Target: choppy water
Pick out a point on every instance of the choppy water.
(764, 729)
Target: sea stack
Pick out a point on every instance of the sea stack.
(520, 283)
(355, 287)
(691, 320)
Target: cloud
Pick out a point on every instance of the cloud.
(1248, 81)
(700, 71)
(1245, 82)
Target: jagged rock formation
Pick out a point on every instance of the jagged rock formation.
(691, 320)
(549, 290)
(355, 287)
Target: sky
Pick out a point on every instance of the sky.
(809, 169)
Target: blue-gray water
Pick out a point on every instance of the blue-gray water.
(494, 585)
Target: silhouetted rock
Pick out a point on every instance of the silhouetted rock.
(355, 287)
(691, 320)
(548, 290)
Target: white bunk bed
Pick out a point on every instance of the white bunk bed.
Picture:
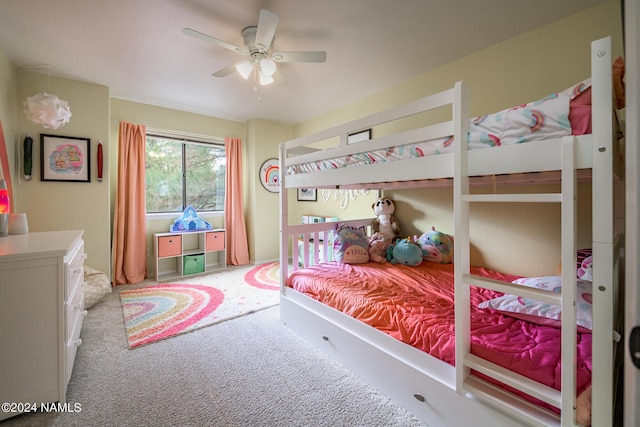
(435, 391)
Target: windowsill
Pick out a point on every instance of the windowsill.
(174, 215)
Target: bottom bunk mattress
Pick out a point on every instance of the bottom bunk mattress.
(416, 305)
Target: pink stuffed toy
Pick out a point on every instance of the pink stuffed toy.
(378, 248)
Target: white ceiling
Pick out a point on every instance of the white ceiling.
(138, 50)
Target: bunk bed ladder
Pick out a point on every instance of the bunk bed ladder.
(465, 361)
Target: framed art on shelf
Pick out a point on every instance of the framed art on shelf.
(65, 158)
(307, 195)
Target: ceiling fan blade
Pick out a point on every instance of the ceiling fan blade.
(225, 71)
(267, 24)
(311, 56)
(208, 38)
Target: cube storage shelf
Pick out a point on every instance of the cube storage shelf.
(189, 253)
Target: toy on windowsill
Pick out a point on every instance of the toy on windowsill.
(404, 251)
(189, 221)
(436, 246)
(386, 225)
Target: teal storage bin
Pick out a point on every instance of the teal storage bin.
(193, 264)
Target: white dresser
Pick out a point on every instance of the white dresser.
(41, 313)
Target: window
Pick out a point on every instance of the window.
(182, 172)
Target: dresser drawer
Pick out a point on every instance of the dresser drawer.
(169, 246)
(215, 241)
(74, 274)
(73, 311)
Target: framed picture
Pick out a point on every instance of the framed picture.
(307, 195)
(270, 175)
(364, 135)
(65, 158)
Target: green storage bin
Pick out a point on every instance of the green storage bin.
(193, 264)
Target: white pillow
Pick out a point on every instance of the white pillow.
(530, 309)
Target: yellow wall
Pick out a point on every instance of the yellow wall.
(518, 239)
(518, 70)
(8, 111)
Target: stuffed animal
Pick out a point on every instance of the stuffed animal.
(436, 246)
(385, 224)
(404, 251)
(378, 248)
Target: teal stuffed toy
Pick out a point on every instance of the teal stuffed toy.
(406, 252)
(436, 246)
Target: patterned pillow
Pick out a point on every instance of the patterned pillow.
(351, 245)
(542, 312)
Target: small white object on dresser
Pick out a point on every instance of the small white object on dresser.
(41, 314)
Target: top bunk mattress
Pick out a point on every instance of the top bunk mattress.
(552, 117)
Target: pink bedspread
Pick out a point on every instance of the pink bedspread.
(416, 305)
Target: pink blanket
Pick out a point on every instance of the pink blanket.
(416, 305)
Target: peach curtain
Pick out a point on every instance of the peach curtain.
(130, 228)
(236, 232)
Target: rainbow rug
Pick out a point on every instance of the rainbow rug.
(153, 312)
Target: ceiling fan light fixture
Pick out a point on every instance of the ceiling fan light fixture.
(267, 67)
(265, 80)
(244, 68)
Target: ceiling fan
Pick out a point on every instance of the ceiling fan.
(258, 41)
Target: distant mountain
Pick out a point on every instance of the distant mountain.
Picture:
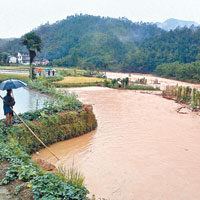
(171, 24)
(88, 40)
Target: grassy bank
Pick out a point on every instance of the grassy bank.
(23, 77)
(72, 81)
(29, 179)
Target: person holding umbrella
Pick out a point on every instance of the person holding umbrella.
(8, 103)
(8, 100)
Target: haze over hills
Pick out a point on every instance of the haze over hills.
(112, 44)
(171, 24)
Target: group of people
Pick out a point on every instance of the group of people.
(8, 104)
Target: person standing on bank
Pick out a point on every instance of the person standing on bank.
(9, 101)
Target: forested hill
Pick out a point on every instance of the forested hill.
(113, 44)
(89, 40)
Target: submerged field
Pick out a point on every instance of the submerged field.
(142, 149)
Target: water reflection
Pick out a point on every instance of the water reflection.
(26, 100)
(142, 148)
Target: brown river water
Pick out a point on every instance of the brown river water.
(142, 149)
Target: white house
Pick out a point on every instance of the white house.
(23, 58)
(12, 59)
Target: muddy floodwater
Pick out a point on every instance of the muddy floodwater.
(142, 149)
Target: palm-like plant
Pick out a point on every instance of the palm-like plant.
(33, 43)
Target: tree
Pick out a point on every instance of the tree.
(33, 43)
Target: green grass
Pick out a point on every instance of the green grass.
(71, 176)
(23, 77)
(142, 87)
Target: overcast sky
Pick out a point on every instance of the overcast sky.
(18, 17)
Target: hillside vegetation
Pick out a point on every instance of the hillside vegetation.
(113, 44)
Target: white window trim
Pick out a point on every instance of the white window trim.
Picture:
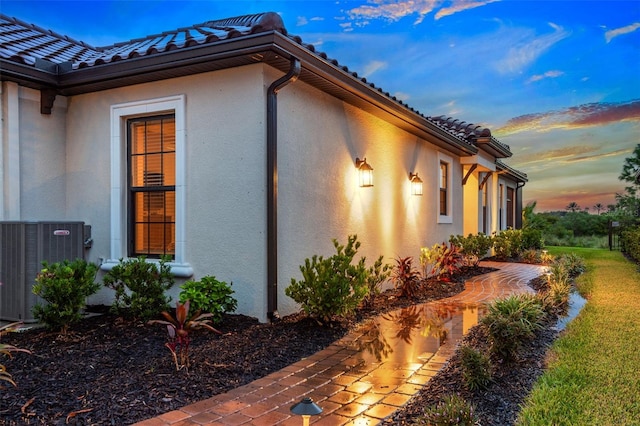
(119, 115)
(448, 218)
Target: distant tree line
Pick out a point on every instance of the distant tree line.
(563, 227)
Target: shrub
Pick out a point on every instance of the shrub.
(511, 321)
(377, 274)
(476, 368)
(472, 247)
(429, 258)
(452, 410)
(573, 264)
(180, 328)
(65, 287)
(332, 286)
(209, 296)
(508, 243)
(531, 256)
(405, 277)
(630, 242)
(140, 288)
(448, 262)
(532, 239)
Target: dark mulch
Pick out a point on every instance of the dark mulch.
(107, 371)
(500, 403)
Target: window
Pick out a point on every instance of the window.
(444, 179)
(485, 203)
(151, 146)
(500, 206)
(510, 212)
(148, 194)
(444, 199)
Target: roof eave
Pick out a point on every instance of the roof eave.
(491, 146)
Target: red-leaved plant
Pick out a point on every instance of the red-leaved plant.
(405, 277)
(179, 329)
(448, 262)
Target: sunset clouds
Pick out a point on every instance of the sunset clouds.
(393, 10)
(558, 81)
(595, 114)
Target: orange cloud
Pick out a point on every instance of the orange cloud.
(394, 10)
(587, 115)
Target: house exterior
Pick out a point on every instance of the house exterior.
(232, 147)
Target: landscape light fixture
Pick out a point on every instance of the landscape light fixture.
(365, 171)
(416, 184)
(305, 408)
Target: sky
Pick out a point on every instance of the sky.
(556, 80)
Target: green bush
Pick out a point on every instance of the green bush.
(532, 239)
(452, 410)
(472, 247)
(332, 286)
(531, 256)
(378, 273)
(405, 277)
(476, 368)
(511, 321)
(209, 296)
(507, 244)
(65, 286)
(630, 242)
(140, 288)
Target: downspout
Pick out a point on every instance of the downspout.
(519, 186)
(272, 186)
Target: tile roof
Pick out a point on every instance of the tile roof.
(31, 45)
(27, 43)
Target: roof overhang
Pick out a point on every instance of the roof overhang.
(493, 147)
(271, 47)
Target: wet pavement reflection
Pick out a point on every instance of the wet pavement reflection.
(414, 334)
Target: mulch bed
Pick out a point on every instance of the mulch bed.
(108, 371)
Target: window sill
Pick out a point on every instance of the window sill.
(179, 270)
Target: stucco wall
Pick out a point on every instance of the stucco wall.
(35, 166)
(225, 223)
(319, 138)
(319, 196)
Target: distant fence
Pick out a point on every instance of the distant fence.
(616, 228)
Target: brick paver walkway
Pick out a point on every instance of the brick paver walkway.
(350, 386)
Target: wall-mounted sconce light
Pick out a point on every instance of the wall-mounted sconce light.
(416, 184)
(365, 171)
(305, 408)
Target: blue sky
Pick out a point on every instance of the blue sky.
(558, 81)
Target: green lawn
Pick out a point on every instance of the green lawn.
(593, 376)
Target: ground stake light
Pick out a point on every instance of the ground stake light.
(306, 408)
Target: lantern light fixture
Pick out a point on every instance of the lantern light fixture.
(416, 184)
(305, 408)
(365, 171)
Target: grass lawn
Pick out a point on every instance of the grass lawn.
(593, 376)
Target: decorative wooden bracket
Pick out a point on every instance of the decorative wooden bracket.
(473, 167)
(485, 179)
(47, 97)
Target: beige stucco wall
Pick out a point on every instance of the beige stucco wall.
(34, 158)
(319, 199)
(225, 224)
(319, 140)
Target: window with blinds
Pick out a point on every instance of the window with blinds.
(444, 177)
(152, 180)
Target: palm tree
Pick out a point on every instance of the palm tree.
(598, 207)
(573, 207)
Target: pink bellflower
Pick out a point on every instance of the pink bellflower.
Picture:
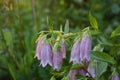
(115, 77)
(58, 57)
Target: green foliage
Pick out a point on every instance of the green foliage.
(102, 56)
(21, 20)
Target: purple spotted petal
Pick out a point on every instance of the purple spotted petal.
(82, 48)
(38, 48)
(63, 50)
(46, 55)
(91, 71)
(75, 53)
(115, 77)
(87, 48)
(82, 72)
(72, 74)
(57, 59)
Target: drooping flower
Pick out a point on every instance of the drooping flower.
(38, 48)
(46, 55)
(72, 74)
(63, 49)
(91, 72)
(85, 48)
(75, 53)
(58, 57)
(114, 77)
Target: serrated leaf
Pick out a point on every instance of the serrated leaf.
(93, 21)
(100, 68)
(66, 29)
(116, 32)
(76, 66)
(102, 56)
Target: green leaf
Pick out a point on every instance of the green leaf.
(100, 68)
(101, 56)
(76, 66)
(8, 38)
(12, 72)
(93, 21)
(52, 78)
(66, 29)
(65, 78)
(116, 32)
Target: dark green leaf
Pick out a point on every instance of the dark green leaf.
(76, 66)
(65, 78)
(101, 56)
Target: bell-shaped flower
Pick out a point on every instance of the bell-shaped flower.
(46, 54)
(85, 48)
(91, 72)
(38, 48)
(72, 74)
(63, 49)
(58, 57)
(82, 72)
(75, 53)
(115, 77)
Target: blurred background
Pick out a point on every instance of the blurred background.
(21, 20)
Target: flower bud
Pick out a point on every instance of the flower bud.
(114, 77)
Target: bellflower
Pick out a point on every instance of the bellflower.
(75, 53)
(46, 54)
(38, 48)
(91, 71)
(82, 72)
(72, 74)
(85, 48)
(115, 77)
(58, 56)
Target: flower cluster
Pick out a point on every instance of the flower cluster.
(80, 54)
(45, 54)
(81, 50)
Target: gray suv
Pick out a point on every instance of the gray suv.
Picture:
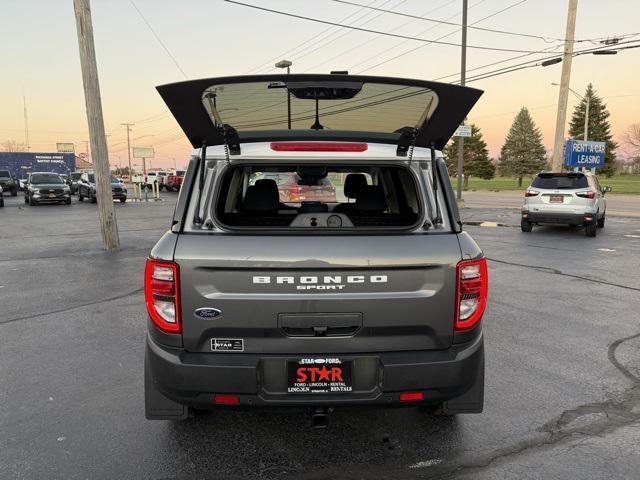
(255, 300)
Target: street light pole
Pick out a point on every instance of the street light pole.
(463, 79)
(287, 64)
(561, 117)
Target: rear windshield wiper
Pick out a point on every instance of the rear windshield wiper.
(197, 219)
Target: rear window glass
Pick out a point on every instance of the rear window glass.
(306, 196)
(343, 106)
(559, 182)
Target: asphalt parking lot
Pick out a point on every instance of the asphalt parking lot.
(563, 366)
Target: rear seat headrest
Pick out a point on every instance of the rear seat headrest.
(371, 200)
(260, 199)
(353, 184)
(267, 183)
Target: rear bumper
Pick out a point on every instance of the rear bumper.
(56, 199)
(260, 380)
(559, 217)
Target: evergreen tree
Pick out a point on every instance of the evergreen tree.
(523, 152)
(476, 160)
(598, 128)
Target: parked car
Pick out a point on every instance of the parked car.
(150, 179)
(294, 189)
(569, 198)
(87, 188)
(174, 180)
(46, 187)
(72, 181)
(8, 182)
(253, 305)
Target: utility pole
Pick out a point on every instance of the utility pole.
(128, 127)
(563, 96)
(463, 81)
(107, 214)
(586, 117)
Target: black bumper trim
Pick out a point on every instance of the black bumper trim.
(558, 218)
(192, 378)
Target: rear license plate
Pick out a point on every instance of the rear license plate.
(319, 375)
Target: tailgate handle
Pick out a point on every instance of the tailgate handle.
(320, 324)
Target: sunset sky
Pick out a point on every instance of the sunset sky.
(210, 38)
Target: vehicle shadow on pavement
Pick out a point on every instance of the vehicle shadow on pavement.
(278, 443)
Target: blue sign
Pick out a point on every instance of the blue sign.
(578, 153)
(21, 163)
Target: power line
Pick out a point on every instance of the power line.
(378, 54)
(378, 32)
(538, 61)
(367, 42)
(290, 51)
(343, 34)
(173, 59)
(445, 22)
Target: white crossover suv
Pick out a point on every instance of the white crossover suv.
(569, 198)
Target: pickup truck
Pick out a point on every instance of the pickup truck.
(173, 182)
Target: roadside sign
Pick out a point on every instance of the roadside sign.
(578, 153)
(143, 152)
(65, 147)
(463, 131)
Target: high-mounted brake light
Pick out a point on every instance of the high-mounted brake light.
(162, 294)
(226, 399)
(318, 147)
(471, 293)
(411, 396)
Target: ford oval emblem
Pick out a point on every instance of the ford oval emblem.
(208, 313)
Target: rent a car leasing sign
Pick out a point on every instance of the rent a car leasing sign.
(579, 153)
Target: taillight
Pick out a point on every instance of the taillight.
(318, 147)
(162, 294)
(471, 292)
(588, 194)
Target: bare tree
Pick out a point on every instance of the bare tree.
(13, 146)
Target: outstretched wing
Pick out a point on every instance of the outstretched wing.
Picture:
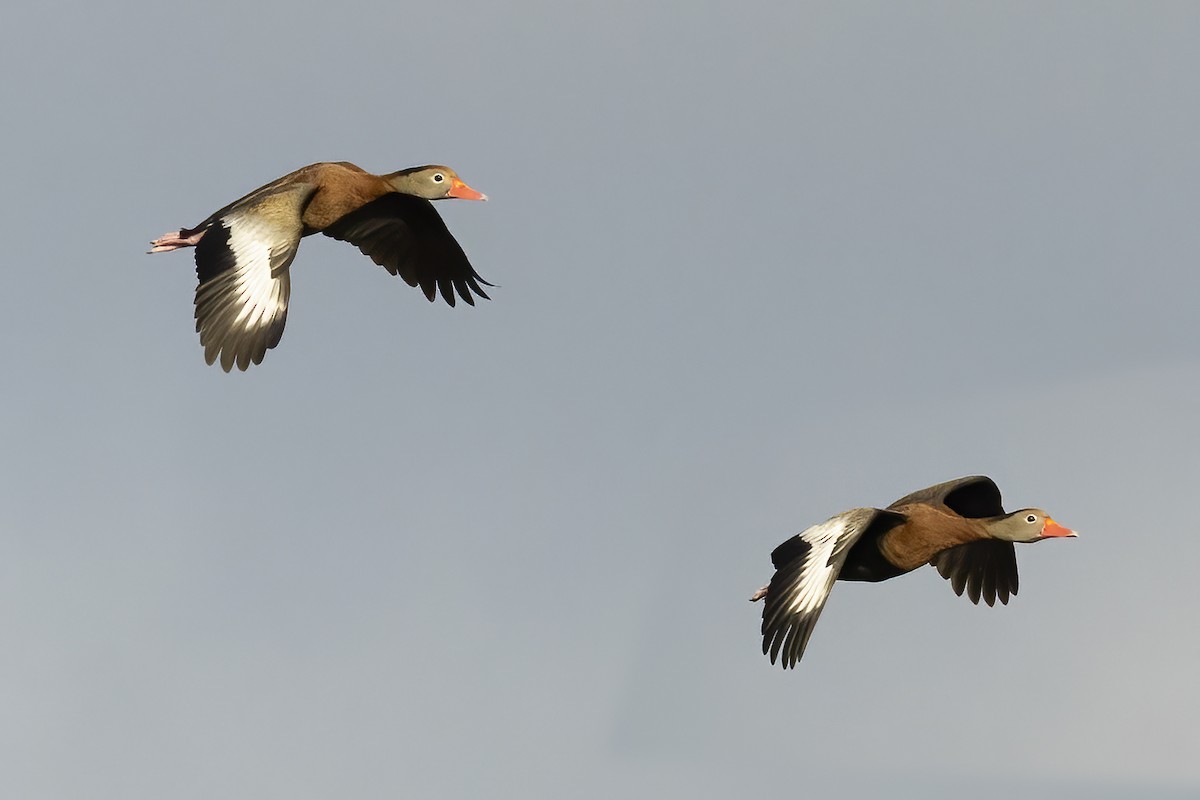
┄┄┄┄┄┄
- INSTRUCTIONS TO FOLLOW
Set down the data again word for word, from the line with "Target: ford oval emblem" up to and including the last line of the data, and leave out the pictures.

- THE RESULT
Target: ford oval emblem
Pick out a point on every instance of the ford oval emblem.
(208, 313)
Target: rent a car leasing sign
Pick out a point on every instance of the rent a car leasing sign.
(579, 153)
Target: taillight
Pick out a point on every instance of the taillight.
(318, 147)
(162, 294)
(471, 292)
(588, 194)
Target: bare tree
Pick out a point on every instance of the bare tree.
(13, 146)
Target: outstretched wing
Pick out a point on every instance of the outstretched wing.
Picture:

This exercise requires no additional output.